» WHAT YOU WILL DO:
Reproduce each of the following lines without any change.

[Extracted data entries]
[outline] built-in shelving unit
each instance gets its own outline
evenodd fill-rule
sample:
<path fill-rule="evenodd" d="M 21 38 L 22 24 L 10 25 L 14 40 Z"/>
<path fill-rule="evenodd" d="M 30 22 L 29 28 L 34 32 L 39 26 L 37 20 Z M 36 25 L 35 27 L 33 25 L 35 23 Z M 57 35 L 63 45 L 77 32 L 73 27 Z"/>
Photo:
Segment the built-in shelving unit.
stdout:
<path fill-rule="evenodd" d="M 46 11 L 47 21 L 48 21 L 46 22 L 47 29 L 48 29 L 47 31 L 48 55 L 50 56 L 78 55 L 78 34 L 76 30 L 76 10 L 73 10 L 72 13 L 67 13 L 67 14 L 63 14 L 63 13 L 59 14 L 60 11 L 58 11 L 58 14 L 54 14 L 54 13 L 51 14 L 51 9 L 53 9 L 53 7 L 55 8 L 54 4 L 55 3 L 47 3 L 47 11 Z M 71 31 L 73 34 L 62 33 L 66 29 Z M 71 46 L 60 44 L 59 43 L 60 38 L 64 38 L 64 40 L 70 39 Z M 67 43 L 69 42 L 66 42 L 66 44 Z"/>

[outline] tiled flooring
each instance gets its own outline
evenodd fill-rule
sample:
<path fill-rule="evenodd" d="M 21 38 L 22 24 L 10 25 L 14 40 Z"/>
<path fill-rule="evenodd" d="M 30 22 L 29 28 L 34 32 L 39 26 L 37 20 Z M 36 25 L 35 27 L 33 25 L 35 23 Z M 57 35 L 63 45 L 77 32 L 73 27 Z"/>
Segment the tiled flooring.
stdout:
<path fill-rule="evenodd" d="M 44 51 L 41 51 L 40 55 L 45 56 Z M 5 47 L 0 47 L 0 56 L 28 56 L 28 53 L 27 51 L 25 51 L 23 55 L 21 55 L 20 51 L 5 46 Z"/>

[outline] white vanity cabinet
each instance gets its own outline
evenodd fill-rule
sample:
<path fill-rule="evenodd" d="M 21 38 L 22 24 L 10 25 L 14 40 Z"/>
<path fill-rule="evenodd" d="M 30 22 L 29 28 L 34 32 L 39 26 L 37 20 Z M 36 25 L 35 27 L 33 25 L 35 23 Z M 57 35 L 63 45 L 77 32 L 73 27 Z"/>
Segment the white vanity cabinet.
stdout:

» REPLY TO THE EXERCISE:
[outline] built-in shelving unit
each instance gets its own outline
evenodd fill-rule
sample:
<path fill-rule="evenodd" d="M 21 38 L 22 24 L 10 25 L 14 40 Z"/>
<path fill-rule="evenodd" d="M 30 22 L 29 28 L 34 32 L 39 26 L 37 20 Z M 36 25 L 35 27 L 33 25 L 35 23 Z M 57 35 L 63 45 L 77 32 L 73 27 Z"/>
Photo:
Segment the built-in shelving unit.
stdout:
<path fill-rule="evenodd" d="M 46 11 L 47 21 L 48 21 L 46 22 L 47 29 L 48 29 L 47 31 L 48 55 L 50 56 L 78 55 L 78 34 L 76 30 L 76 10 L 73 10 L 72 13 L 67 13 L 67 14 L 63 14 L 63 13 L 59 14 L 60 11 L 58 11 L 58 14 L 54 14 L 54 13 L 51 14 L 51 9 L 53 9 L 53 7 L 55 8 L 54 4 L 55 3 L 47 3 L 47 11 Z M 71 31 L 73 34 L 62 33 L 66 29 Z M 71 46 L 60 44 L 59 43 L 60 38 L 64 38 L 64 40 L 70 39 Z M 67 43 L 69 42 L 66 42 L 66 44 Z"/>

[outline] tiled flooring
each instance gets its own outline
evenodd fill-rule
sample:
<path fill-rule="evenodd" d="M 21 38 L 22 24 L 10 25 L 14 40 Z"/>
<path fill-rule="evenodd" d="M 30 22 L 29 28 L 34 32 L 39 26 L 37 20 Z M 36 25 L 35 27 L 33 25 L 35 23 Z M 57 35 L 63 45 L 77 32 L 73 27 Z"/>
Segment the tiled flooring.
stdout:
<path fill-rule="evenodd" d="M 44 51 L 41 51 L 40 55 L 45 56 Z M 5 47 L 0 47 L 0 56 L 28 56 L 28 53 L 27 51 L 25 51 L 23 55 L 21 55 L 20 51 L 5 46 Z"/>

[outline] white vanity cabinet
each instance gets its own outline
evenodd fill-rule
sample:
<path fill-rule="evenodd" d="M 21 38 L 22 24 L 10 25 L 14 40 Z"/>
<path fill-rule="evenodd" d="M 30 22 L 29 28 L 34 32 L 39 26 L 37 20 Z M 36 25 L 35 27 L 33 25 L 35 23 Z M 57 35 L 63 45 L 77 32 L 73 27 Z"/>
Segment the white vanity cabinet.
stdout:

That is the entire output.